**PROBLEM TO WORK ON:** Copy out the items in the part that opens with the line containing "Question. Indicate one point on each instance of the heraldic" and closes with the line containing "265), (114, 440)]", replacing "Indicate" with "Mark" and changing nothing else.
--- START ---
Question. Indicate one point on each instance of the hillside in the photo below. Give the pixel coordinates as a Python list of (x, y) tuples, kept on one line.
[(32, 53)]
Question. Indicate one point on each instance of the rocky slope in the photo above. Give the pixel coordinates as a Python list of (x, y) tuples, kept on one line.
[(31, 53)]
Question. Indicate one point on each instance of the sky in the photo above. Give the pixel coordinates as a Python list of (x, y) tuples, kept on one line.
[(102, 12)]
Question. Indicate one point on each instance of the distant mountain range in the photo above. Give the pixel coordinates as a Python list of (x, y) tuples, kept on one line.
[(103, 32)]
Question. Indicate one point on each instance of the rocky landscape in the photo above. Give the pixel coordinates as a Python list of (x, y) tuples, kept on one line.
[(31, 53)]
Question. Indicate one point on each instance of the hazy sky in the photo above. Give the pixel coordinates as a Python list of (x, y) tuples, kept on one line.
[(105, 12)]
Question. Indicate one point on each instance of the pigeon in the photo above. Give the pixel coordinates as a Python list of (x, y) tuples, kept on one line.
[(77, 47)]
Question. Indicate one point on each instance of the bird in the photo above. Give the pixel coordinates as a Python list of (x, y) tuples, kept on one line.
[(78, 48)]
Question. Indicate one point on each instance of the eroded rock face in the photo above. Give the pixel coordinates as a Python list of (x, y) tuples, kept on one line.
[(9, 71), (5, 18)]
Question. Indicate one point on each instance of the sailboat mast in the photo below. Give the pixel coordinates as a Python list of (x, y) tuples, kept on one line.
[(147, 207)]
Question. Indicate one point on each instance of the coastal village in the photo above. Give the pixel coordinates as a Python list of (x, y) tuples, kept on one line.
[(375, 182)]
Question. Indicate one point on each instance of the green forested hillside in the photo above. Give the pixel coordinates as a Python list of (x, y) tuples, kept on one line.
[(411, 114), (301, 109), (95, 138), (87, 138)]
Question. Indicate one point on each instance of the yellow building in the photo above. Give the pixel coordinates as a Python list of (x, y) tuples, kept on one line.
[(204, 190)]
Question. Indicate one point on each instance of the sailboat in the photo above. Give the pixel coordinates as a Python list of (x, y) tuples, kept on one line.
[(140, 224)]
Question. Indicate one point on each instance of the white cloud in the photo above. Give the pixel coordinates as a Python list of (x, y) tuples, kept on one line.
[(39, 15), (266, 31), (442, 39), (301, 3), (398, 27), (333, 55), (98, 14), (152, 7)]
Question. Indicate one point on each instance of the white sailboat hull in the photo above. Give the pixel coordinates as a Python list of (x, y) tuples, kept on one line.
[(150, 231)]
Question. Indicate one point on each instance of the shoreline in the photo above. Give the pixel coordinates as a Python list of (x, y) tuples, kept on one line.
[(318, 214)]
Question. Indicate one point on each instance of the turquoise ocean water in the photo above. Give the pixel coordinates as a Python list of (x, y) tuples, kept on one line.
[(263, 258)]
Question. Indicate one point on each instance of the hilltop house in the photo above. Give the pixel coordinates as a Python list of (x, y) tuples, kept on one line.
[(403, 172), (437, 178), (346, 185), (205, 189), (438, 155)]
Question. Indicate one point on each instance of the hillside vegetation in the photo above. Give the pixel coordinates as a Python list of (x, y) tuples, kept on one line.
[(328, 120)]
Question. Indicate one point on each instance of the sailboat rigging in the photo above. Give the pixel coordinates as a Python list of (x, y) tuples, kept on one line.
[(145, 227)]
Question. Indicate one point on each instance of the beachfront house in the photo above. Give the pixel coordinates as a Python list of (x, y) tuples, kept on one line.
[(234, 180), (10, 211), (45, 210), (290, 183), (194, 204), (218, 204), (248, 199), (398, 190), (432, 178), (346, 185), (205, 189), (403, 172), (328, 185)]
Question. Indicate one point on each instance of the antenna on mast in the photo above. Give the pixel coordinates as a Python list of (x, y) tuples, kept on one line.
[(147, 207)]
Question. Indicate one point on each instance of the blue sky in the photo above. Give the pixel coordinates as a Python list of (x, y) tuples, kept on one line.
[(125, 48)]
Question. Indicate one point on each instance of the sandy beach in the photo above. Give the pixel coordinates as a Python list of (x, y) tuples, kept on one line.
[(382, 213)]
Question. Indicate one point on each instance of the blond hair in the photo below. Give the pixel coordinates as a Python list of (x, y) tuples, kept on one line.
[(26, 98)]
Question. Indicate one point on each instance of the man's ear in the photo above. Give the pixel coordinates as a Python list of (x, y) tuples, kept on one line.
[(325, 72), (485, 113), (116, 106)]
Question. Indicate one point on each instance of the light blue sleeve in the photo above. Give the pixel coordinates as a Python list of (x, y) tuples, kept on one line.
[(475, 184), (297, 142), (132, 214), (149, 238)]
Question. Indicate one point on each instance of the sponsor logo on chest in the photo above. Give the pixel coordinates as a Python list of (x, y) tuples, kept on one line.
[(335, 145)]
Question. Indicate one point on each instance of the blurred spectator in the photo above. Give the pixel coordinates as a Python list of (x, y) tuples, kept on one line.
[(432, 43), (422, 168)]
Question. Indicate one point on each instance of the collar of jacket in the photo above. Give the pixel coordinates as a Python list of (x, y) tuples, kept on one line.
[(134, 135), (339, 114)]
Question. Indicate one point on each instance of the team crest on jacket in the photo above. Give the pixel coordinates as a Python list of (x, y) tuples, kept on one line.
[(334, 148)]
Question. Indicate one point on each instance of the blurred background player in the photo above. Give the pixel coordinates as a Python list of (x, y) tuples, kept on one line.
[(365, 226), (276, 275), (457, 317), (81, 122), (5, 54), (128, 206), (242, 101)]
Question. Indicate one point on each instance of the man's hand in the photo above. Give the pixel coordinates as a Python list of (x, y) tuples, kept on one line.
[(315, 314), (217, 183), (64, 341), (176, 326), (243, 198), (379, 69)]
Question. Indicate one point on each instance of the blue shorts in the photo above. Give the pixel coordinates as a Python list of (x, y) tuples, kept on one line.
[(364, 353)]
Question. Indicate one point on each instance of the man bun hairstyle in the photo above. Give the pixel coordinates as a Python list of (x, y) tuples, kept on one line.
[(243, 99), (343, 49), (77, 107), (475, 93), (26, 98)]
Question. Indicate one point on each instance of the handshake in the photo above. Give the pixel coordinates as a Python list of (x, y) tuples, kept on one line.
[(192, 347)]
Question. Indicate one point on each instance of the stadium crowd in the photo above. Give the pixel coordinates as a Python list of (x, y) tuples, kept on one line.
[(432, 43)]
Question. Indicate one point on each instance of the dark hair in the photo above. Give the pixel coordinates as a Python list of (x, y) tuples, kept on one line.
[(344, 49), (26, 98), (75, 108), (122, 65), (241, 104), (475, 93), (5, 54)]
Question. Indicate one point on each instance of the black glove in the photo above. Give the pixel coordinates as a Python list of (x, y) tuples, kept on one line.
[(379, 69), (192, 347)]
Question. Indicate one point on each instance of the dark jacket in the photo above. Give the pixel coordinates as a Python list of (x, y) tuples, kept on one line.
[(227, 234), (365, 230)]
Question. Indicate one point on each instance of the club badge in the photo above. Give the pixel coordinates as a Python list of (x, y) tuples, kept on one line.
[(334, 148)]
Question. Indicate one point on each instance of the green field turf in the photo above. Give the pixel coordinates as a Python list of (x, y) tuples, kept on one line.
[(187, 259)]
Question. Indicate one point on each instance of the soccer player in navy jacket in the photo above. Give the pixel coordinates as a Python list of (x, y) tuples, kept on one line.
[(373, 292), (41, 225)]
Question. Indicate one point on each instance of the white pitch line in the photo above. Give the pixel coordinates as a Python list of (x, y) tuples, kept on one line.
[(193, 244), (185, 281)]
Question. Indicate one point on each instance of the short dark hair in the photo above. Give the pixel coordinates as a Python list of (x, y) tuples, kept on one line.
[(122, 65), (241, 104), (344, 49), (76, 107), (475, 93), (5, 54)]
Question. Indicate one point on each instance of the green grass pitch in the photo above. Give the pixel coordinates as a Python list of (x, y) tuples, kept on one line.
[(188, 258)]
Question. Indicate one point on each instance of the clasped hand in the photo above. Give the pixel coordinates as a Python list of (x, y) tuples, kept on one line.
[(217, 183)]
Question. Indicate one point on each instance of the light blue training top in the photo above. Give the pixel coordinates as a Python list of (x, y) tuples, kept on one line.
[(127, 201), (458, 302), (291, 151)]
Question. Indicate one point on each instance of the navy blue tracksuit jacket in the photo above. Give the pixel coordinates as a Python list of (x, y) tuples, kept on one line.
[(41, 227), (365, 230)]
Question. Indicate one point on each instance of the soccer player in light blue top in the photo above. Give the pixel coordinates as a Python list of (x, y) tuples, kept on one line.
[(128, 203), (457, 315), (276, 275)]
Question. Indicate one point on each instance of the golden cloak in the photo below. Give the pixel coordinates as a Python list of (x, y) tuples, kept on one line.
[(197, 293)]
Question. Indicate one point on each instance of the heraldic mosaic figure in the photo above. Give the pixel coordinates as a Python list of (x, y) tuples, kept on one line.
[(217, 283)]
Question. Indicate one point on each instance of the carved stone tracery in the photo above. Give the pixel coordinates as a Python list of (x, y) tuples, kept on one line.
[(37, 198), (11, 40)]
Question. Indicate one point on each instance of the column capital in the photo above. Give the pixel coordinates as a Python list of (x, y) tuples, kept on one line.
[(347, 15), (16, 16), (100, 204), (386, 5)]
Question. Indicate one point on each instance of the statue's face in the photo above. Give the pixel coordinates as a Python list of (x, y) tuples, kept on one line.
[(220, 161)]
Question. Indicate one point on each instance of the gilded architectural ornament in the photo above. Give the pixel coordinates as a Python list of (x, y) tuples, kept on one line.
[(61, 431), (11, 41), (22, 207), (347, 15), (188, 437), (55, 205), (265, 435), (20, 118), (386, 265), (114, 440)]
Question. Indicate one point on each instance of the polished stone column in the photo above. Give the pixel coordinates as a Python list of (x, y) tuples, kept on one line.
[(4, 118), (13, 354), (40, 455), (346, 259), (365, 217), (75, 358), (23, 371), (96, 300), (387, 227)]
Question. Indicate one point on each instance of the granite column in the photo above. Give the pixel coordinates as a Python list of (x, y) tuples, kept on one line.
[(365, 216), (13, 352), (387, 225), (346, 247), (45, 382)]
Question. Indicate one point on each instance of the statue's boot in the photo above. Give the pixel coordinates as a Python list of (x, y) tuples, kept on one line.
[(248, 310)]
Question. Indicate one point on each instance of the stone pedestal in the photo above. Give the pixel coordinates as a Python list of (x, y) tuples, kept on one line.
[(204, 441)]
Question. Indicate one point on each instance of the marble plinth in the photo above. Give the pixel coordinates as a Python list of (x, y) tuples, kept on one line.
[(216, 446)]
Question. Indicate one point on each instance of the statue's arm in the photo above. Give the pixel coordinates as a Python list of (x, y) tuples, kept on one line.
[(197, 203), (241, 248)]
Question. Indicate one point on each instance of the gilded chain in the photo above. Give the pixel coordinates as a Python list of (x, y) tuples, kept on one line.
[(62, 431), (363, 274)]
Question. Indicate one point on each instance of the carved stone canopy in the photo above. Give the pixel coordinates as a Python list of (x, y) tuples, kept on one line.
--- END ---
**SOLUTION TO THIS EXERCISE:**
Question. Mark one point on each instance of the heraldic mosaic figure in the photo above. Give the pixel coordinates as a Python list of (x, y) tuples, kept on one line.
[(217, 283)]
Question. Mark one point on each instance of the carved stone tracery in the photo above. Give the pixel coordinates as a Python list of (x, y) tuples, kept on one line.
[(37, 198), (11, 40)]
Question. Mark one point on each instance of the column capital in the photo above. Give the pixel coordinates as a Python list of (x, y) tuples, kept on one line.
[(347, 15), (16, 16), (100, 204), (386, 5)]
Question. Mark one point on each instance of the statue's face in the photo above. Give the pixel coordinates as a Python list of (x, y) tuples, kept on one line.
[(220, 161)]
Question. Mark one point on each instance of the gilded architectural ornament in the photo above. Give the pixel coordinates as a Python list of (x, y) tuples, kept on one line.
[(61, 431), (11, 41), (22, 207), (347, 15), (188, 437), (55, 205), (265, 435), (20, 118), (386, 265), (114, 440)]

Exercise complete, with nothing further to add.